Document extract =>

The survey, which quizzed 990 US and UK-based CIOs, CISOs and directors of IT operations, found almost a third (31%) expect their cloud provider to keep SaaS applications secure, while 20% believe the customers are more responsible and only 16% argue it is a shared responsibility.
While 15% of organisations polled believe the IT security team should be most accountable for securing SaaS applications, 60% admit IT security is rarely or never involved when it comes to evaluating cloud services.
Not surprisingly, 79% of respondents say security is important always or most of the time, while three quarters (74%) see similarly with regards to compliance. Yet only a third (33%) of respondents express confidence in meeting security objectives in the cloud.
So is this issue related to the lack of consensus over cloud security responsibility? Dr. Larry Ponemon, founder of Ponemon Institute, believes so. “The fact there’s so much confusion about how to properly secure and understand compliance mandates isn’t surprising considering most organisations today still aren’t sure who – internally – should be managing security for the cloud,” he said.

Tasks to carry out =>
1 - Retype everything in the cloud security survey excerpt from "The survey, which" down to "evaluating cloud services.".
2 - In the cloud security survey excerpt, what share of organizations admit that IT security is rarely or never involved in evaluating cloud services?
3 - Carry on the cloud security survey excerpt from the point where it stops.
The listing has no connection to the cloud security survey excerpt.

Information provided =>
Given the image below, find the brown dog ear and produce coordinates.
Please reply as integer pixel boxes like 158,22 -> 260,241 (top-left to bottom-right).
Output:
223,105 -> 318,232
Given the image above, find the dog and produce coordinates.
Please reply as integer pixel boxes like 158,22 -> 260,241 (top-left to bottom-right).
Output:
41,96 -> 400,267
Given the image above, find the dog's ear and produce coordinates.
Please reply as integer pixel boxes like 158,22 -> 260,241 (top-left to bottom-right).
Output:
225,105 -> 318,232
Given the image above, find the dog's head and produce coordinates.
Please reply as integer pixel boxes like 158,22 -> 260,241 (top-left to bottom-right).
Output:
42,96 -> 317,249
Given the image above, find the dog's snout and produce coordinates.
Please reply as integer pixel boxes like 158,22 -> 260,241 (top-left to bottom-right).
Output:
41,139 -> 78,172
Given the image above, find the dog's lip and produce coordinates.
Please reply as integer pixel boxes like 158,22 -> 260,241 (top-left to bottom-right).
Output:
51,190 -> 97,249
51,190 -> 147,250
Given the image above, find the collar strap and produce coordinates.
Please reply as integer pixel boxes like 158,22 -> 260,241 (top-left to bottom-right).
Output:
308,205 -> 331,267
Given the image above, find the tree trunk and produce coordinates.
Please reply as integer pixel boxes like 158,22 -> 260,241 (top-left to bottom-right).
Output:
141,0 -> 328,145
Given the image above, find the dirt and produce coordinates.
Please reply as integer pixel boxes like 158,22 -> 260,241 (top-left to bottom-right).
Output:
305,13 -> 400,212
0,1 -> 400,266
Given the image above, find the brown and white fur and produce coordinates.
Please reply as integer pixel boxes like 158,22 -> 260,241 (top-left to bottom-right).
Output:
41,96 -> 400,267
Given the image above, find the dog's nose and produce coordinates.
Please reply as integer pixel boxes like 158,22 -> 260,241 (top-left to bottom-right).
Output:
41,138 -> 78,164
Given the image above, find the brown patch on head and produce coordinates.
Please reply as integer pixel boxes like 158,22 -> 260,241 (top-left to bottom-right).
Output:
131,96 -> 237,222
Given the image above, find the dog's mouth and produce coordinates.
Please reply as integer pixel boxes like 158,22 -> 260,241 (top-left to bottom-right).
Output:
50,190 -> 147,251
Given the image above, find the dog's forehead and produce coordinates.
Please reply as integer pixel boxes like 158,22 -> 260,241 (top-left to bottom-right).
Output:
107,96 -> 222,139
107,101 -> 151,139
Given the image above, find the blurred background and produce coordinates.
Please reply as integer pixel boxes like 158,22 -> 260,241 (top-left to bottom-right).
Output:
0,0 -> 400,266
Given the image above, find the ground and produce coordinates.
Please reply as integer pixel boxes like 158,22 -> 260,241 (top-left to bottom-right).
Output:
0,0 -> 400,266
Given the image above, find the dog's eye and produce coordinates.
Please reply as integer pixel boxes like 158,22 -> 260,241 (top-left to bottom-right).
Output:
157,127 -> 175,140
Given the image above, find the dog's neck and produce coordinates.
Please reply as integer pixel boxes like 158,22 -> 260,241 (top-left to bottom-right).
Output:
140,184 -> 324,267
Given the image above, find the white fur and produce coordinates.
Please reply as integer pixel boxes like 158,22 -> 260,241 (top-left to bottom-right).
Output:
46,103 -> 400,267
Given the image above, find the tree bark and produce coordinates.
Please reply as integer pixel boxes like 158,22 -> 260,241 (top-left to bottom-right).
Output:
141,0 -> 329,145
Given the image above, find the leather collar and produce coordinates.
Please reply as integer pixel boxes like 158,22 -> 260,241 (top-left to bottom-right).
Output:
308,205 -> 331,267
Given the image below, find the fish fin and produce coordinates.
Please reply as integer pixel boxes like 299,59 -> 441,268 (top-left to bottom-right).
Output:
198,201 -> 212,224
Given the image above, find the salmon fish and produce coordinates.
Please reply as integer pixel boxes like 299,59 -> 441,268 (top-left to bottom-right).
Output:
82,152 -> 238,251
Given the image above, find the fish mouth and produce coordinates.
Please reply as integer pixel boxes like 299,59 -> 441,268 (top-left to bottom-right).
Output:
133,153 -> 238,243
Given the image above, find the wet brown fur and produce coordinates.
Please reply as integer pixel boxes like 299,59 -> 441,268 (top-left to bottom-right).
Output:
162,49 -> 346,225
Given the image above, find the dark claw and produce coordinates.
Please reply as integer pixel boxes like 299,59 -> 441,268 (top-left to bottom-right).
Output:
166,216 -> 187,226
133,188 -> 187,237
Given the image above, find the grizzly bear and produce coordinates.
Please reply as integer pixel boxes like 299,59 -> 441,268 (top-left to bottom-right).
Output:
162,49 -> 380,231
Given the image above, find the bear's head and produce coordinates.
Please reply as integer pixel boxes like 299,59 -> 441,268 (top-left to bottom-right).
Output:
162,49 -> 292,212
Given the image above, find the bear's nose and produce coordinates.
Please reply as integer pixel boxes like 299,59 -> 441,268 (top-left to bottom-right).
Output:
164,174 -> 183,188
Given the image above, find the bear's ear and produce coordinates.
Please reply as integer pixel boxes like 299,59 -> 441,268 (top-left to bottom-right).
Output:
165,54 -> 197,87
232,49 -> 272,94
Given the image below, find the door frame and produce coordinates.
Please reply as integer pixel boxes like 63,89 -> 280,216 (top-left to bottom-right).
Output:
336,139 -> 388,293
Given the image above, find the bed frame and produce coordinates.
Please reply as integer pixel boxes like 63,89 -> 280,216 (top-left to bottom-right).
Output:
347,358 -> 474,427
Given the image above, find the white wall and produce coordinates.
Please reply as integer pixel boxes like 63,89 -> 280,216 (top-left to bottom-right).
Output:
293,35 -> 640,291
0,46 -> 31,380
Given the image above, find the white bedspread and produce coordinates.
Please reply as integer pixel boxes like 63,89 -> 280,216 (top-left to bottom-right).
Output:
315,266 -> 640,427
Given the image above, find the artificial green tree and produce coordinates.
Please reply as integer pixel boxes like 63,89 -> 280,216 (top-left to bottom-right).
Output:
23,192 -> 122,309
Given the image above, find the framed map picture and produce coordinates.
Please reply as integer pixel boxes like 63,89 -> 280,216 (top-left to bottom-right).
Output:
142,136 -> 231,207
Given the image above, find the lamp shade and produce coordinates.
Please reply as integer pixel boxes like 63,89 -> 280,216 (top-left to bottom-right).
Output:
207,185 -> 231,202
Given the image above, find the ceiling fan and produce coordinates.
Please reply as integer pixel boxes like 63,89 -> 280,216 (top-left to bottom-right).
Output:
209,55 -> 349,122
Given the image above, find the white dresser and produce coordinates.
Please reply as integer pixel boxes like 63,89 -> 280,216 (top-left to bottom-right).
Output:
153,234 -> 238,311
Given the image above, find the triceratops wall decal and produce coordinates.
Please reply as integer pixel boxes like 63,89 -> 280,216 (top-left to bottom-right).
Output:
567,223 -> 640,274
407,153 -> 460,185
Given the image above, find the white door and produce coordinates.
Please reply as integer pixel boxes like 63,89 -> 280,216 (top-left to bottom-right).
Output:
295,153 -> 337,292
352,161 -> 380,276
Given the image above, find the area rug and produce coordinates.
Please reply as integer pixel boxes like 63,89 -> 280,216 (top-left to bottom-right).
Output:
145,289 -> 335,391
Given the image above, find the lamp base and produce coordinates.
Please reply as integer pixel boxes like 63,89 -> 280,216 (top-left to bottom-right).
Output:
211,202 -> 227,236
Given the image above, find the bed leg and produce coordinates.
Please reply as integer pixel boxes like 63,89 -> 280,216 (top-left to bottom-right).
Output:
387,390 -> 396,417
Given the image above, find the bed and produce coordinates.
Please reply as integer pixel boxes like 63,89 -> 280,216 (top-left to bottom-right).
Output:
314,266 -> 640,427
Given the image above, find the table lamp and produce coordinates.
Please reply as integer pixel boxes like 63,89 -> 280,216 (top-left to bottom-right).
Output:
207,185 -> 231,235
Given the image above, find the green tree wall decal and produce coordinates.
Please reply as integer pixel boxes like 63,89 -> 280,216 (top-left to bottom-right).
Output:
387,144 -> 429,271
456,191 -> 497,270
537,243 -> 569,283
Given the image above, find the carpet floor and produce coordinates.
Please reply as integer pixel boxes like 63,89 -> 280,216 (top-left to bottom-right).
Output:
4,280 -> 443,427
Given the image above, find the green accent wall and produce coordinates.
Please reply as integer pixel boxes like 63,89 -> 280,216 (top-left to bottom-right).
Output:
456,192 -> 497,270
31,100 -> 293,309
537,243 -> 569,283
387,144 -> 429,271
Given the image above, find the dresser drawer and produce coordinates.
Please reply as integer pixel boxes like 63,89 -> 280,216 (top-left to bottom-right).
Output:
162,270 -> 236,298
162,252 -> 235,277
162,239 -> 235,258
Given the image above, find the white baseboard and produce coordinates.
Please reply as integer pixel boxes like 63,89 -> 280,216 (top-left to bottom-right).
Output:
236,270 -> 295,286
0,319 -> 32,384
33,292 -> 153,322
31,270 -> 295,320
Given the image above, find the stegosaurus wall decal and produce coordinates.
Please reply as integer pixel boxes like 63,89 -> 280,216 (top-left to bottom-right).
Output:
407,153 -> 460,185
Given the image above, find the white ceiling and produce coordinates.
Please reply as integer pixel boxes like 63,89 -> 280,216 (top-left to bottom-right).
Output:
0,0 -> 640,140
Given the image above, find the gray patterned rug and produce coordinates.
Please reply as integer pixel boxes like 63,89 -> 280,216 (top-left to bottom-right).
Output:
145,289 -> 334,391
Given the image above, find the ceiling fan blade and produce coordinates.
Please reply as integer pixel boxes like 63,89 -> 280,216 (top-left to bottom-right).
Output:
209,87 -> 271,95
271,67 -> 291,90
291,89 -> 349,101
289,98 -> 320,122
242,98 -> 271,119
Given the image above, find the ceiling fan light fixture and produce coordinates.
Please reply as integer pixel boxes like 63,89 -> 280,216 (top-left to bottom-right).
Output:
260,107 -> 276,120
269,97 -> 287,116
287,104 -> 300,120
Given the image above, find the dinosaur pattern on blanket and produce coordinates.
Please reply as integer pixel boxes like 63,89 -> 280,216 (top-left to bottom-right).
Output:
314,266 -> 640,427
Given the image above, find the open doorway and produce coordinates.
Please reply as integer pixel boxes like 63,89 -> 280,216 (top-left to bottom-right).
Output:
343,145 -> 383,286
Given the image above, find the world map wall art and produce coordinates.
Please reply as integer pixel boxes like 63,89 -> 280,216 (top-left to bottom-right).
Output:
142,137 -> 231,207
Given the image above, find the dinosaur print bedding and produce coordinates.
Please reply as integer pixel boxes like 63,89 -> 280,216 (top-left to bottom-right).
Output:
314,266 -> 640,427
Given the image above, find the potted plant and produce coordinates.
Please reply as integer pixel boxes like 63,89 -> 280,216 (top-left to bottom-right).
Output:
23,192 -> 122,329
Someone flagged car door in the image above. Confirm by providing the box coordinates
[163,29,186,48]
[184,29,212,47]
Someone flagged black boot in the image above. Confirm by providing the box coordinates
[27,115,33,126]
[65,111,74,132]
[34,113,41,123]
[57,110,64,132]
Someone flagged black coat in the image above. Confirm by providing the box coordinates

Outputs by task =>
1 -
The survey, which quizzed 990 US and UK-based CIOs, CISOs and directors of IT operations, found almost a third (31%) expect their cloud provider to keep SaaS applications secure, while 20% believe the customers are more responsible and only 16% argue it is a shared responsibility.
While 15% of organisations polled believe the IT security team should be most accountable for securing SaaS applications, 60% admit IT security is rarely or never involved when it comes to evaluating cloud services.

2 - 60%

3 -
“It’s my hope that organisations will review this report and look in the mirror to see if they’re part of this group that is still allowing for so much confusion when it comes to secure cloud implementations,” he added.
The imbroglio between cloud providers and their customers has been covered in this publication before, most notably research from iland which argued vendors did not give customers as much support as possible. A quarter (26%) of respondents said the onboarding process took too long, 21% said the onboarding lacked a human aspect, while 18% had bill shock over their support costs.
Elsewhere, more than half (56%) of respondents say the ability to save money is by far the primary reason to use cloud resources.